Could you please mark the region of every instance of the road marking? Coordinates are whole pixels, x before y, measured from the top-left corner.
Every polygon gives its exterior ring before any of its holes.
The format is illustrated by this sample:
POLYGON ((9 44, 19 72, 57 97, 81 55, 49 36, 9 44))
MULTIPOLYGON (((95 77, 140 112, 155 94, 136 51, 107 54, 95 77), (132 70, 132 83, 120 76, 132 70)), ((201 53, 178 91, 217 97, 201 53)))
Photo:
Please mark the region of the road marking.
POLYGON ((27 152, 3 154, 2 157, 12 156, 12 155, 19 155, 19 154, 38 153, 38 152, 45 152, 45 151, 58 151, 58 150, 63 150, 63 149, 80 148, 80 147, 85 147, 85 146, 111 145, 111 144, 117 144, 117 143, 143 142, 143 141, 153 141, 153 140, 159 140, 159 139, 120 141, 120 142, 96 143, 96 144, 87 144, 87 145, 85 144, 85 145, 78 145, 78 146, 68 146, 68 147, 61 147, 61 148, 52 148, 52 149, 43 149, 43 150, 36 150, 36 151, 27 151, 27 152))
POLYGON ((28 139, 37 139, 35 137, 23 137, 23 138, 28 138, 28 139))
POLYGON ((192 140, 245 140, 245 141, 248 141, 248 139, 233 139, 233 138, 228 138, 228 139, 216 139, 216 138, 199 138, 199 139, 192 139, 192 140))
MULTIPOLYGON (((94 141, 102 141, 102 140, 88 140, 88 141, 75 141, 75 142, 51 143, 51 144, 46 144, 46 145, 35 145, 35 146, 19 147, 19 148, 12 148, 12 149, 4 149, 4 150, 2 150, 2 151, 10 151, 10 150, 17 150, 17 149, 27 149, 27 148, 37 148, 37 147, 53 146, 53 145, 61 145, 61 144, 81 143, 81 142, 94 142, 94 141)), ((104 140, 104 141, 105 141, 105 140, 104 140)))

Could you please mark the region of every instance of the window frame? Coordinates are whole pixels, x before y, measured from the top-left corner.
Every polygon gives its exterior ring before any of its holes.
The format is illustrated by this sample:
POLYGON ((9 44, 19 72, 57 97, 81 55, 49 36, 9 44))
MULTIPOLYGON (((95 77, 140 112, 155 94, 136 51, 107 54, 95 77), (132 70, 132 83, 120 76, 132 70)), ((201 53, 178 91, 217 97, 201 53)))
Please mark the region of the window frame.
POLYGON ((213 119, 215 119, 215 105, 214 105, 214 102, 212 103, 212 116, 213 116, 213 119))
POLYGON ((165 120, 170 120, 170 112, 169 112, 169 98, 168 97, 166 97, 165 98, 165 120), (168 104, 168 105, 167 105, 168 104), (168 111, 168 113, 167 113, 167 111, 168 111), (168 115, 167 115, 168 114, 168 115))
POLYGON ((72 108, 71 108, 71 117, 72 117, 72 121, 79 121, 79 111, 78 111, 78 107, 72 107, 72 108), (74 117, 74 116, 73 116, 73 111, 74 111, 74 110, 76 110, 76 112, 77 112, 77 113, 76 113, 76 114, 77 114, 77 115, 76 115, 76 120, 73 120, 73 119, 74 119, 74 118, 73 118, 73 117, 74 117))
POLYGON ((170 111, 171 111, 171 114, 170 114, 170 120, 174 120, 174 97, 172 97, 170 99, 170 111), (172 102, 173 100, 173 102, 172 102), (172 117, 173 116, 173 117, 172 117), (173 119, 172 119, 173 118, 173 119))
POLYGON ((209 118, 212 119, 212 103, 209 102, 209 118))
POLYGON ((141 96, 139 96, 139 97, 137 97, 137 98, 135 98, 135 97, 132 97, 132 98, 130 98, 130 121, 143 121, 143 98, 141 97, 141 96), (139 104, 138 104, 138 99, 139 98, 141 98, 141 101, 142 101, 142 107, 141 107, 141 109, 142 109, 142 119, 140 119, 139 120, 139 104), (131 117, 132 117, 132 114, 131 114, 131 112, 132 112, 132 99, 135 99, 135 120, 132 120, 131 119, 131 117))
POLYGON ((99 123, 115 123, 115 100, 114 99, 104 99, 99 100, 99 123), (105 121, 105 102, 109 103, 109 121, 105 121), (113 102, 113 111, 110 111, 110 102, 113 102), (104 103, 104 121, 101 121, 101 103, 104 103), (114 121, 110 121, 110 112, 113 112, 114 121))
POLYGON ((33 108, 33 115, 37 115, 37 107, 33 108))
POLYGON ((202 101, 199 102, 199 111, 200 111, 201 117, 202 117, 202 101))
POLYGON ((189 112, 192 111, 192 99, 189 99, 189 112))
• • • • •
Set problem –
Rewrite everything in the records above, from the line containing "the window frame?" down to the line containing "Please mark the region of the window frame.", as a numbered list, including both of those lines and omitting any blank lines.

Correct result –
1. Could you please mark the region of every instance of the window frame? Coordinates are whole pixels, x before y, measured from the top-left corner.
2. Every polygon gives its exterior ring before any of its holes.
3. The format is illustrated by this sample:
4. POLYGON ((9 44, 19 72, 57 97, 81 55, 49 36, 9 44))
5. MULTIPOLYGON (((95 77, 140 112, 155 94, 136 51, 107 54, 95 77), (132 70, 132 83, 120 76, 132 70)), ((201 53, 178 91, 217 97, 201 53)))
6. Please mark the region of the window frame.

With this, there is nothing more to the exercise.